### The problem:
Give as output the line that contains "locate the corrugated", followed by every remaining line of the entries, unchanged and with nothing added.

□ □ □ □ □ □ □

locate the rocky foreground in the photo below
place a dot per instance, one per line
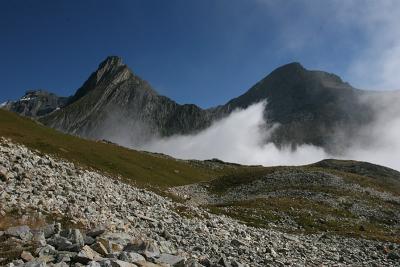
(57, 214)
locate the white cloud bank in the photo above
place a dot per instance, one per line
(241, 136)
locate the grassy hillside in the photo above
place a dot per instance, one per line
(335, 197)
(141, 168)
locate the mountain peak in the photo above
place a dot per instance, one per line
(290, 68)
(113, 61)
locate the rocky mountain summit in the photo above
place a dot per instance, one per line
(36, 103)
(115, 98)
(309, 107)
(57, 214)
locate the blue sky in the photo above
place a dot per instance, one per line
(203, 52)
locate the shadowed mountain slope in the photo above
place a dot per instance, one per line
(310, 107)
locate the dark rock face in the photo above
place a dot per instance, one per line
(310, 107)
(114, 102)
(36, 103)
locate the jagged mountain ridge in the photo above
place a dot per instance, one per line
(36, 103)
(309, 106)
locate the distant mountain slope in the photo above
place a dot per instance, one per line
(310, 107)
(114, 103)
(36, 103)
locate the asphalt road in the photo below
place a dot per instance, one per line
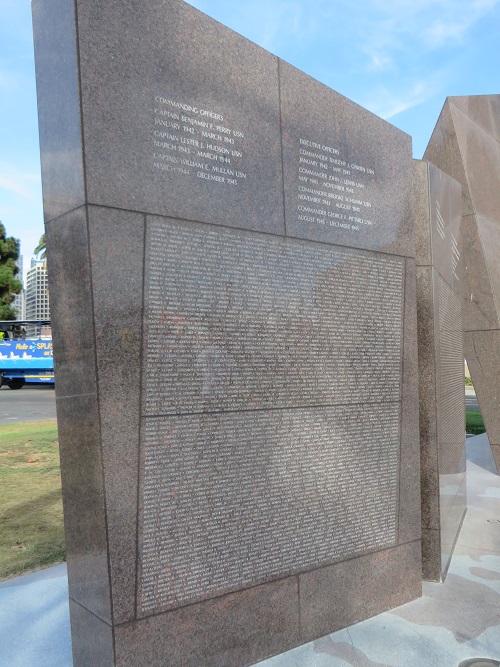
(27, 404)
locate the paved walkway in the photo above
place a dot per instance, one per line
(454, 621)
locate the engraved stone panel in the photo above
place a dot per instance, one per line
(274, 379)
(242, 321)
(232, 500)
(349, 188)
(192, 129)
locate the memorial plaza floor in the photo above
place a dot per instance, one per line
(452, 622)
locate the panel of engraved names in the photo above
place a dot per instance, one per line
(241, 320)
(235, 499)
(333, 190)
(192, 141)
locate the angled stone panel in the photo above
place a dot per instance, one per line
(440, 351)
(465, 144)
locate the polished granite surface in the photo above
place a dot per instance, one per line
(454, 621)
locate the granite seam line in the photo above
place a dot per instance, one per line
(92, 613)
(429, 217)
(402, 369)
(267, 409)
(471, 119)
(429, 266)
(247, 231)
(292, 575)
(455, 541)
(139, 448)
(80, 101)
(101, 451)
(281, 146)
(299, 609)
(461, 154)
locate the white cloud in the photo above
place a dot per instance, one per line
(386, 103)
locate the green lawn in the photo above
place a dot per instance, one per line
(474, 422)
(31, 521)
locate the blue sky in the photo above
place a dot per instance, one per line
(398, 58)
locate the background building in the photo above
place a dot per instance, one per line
(37, 291)
(19, 302)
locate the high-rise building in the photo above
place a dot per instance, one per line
(19, 302)
(37, 291)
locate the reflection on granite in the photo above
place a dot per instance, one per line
(442, 418)
(465, 145)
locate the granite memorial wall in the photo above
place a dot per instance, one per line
(440, 365)
(465, 145)
(232, 276)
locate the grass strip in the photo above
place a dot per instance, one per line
(31, 519)
(474, 422)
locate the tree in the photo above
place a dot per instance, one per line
(41, 249)
(9, 285)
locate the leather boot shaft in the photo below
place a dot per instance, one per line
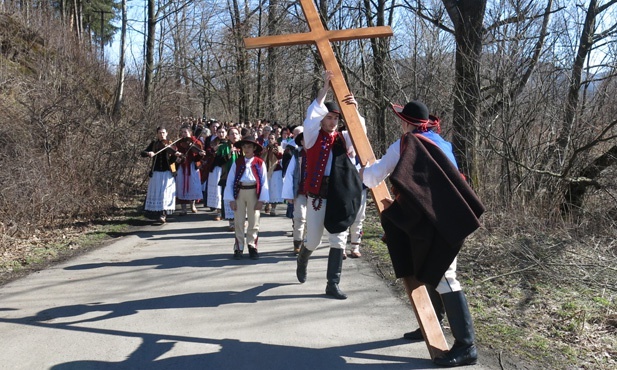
(335, 266)
(464, 351)
(303, 257)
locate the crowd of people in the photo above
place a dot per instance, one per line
(239, 171)
(194, 170)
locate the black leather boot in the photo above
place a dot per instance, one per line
(464, 351)
(335, 265)
(297, 246)
(303, 257)
(435, 297)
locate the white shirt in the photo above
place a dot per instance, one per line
(312, 124)
(247, 178)
(288, 180)
(382, 168)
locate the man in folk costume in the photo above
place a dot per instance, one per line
(293, 188)
(434, 210)
(161, 195)
(247, 191)
(331, 207)
(188, 182)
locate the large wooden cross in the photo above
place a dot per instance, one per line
(322, 38)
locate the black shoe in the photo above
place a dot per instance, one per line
(334, 291)
(253, 253)
(459, 355)
(415, 335)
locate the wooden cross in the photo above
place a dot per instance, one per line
(322, 38)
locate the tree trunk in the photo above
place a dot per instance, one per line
(380, 47)
(149, 53)
(467, 17)
(271, 63)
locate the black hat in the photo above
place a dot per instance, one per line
(298, 139)
(332, 107)
(414, 112)
(249, 139)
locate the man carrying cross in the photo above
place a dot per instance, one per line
(329, 206)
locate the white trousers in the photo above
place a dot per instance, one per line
(245, 210)
(299, 217)
(315, 227)
(355, 230)
(448, 282)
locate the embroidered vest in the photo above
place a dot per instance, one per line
(240, 167)
(299, 175)
(316, 161)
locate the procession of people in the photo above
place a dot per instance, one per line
(240, 170)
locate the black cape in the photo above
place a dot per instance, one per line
(344, 191)
(433, 212)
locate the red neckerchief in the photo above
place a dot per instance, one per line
(240, 167)
(302, 155)
(317, 159)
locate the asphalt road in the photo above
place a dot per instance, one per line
(172, 297)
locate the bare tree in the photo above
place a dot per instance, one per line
(119, 96)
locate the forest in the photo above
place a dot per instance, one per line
(525, 91)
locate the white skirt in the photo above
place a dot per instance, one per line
(188, 186)
(215, 197)
(276, 187)
(161, 194)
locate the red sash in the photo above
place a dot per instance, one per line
(316, 161)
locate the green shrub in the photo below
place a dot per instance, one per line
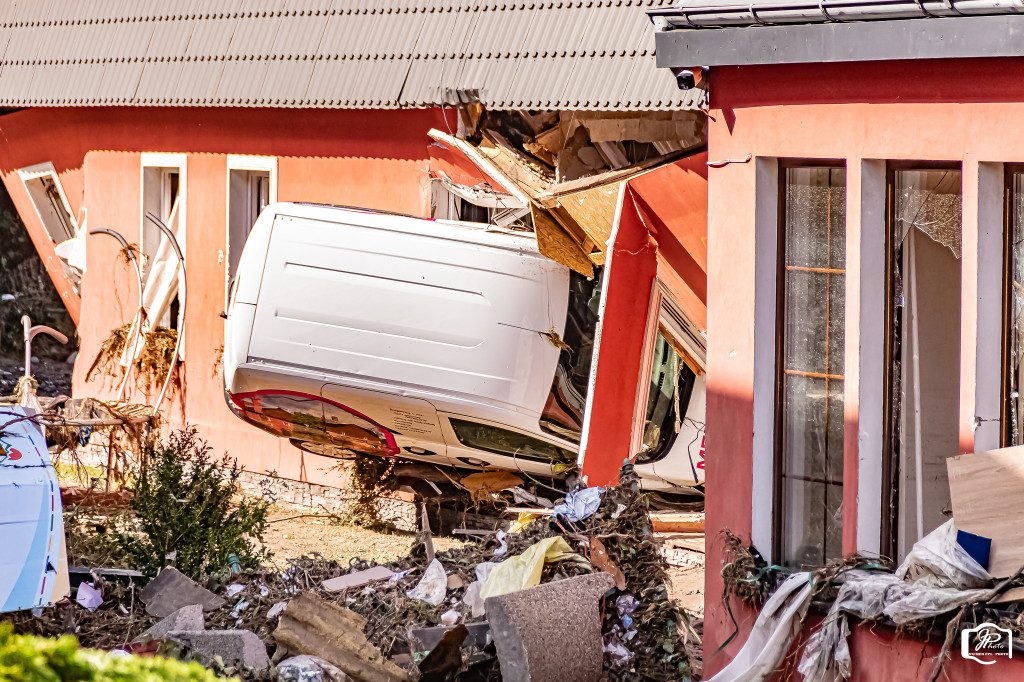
(186, 514)
(28, 658)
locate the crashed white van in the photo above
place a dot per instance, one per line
(355, 332)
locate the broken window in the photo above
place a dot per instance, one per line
(668, 397)
(924, 349)
(812, 306)
(1013, 410)
(563, 412)
(54, 212)
(249, 194)
(163, 197)
(509, 443)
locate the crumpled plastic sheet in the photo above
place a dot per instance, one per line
(433, 586)
(309, 669)
(773, 632)
(89, 596)
(580, 504)
(931, 581)
(519, 572)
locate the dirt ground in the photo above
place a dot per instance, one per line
(53, 376)
(289, 537)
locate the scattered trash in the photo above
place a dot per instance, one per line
(276, 609)
(309, 669)
(89, 597)
(327, 631)
(357, 579)
(519, 572)
(580, 504)
(171, 590)
(433, 586)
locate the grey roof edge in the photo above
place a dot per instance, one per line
(961, 37)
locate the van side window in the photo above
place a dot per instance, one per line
(562, 415)
(511, 443)
(669, 396)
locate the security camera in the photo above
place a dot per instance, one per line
(689, 78)
(685, 78)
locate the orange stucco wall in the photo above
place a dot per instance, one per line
(966, 111)
(375, 159)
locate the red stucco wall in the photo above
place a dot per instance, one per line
(938, 110)
(375, 159)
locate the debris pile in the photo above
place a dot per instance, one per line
(577, 596)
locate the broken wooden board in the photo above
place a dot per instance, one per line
(987, 494)
(315, 627)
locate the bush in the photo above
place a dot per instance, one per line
(185, 509)
(28, 658)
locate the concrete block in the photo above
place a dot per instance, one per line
(171, 590)
(236, 647)
(187, 619)
(551, 633)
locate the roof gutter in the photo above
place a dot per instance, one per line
(768, 12)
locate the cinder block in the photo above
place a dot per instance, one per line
(551, 633)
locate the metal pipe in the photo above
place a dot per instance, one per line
(137, 320)
(181, 313)
(709, 13)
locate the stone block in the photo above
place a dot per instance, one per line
(550, 633)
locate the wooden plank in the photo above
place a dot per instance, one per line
(987, 494)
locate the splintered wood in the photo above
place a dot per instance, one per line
(987, 494)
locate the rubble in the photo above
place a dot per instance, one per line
(186, 619)
(551, 632)
(318, 628)
(171, 590)
(229, 647)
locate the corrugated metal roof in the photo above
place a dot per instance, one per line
(587, 54)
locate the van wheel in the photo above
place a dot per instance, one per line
(325, 450)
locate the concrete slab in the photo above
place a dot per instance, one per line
(551, 633)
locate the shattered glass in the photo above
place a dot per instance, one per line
(930, 201)
(1015, 344)
(814, 310)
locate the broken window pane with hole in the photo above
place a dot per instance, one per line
(927, 347)
(1014, 420)
(813, 301)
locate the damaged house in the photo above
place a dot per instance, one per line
(550, 120)
(864, 222)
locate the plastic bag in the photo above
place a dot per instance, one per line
(519, 572)
(939, 558)
(433, 586)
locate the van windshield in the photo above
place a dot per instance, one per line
(562, 414)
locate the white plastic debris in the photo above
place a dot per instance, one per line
(433, 586)
(89, 596)
(777, 624)
(580, 504)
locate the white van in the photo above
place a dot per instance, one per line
(356, 332)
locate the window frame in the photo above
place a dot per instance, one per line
(888, 541)
(1009, 171)
(243, 162)
(47, 170)
(777, 516)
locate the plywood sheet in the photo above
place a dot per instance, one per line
(987, 494)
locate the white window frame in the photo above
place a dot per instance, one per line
(165, 161)
(243, 162)
(41, 171)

□ □ □ □ □ □ □

### Expected answer:
locate the corrugated metal roof in the photo above
place a dot per instance, one per line
(587, 54)
locate the van wheel in the photo above
place a dot per instance, one per line
(325, 450)
locate the concrete slab in the photo above
place a dot per instance, one per line
(551, 633)
locate the shattered glass in the photo above
place a dot per instance, one per line
(930, 201)
(1015, 344)
(814, 310)
locate the broken window pane with hole in the photo above
place a dot per instance, one per line
(927, 347)
(1014, 420)
(813, 301)
locate the damaged house in the photo above
place a dot per instance, one per line
(550, 120)
(864, 222)
locate the plastic bag in the photo above
place a dot per instance, one per line
(519, 572)
(939, 558)
(433, 586)
locate the van windshield in the photo above
place a dot per instance, one per line
(562, 414)
locate the white plastic debris in the photo above
place a dot per instance, one per line
(433, 586)
(89, 596)
(777, 624)
(580, 504)
locate the white van in the photo above
place a dot per instance, one per line
(356, 332)
locate the window frame in the photo above
place a dot per instance, one per line
(888, 541)
(1009, 171)
(243, 162)
(47, 170)
(777, 516)
locate the plywood sheet in the photo above
place a dot per instance, one per line
(987, 494)
locate the white window frame in the photo above
place a dot per instance, one per line
(165, 161)
(243, 162)
(41, 171)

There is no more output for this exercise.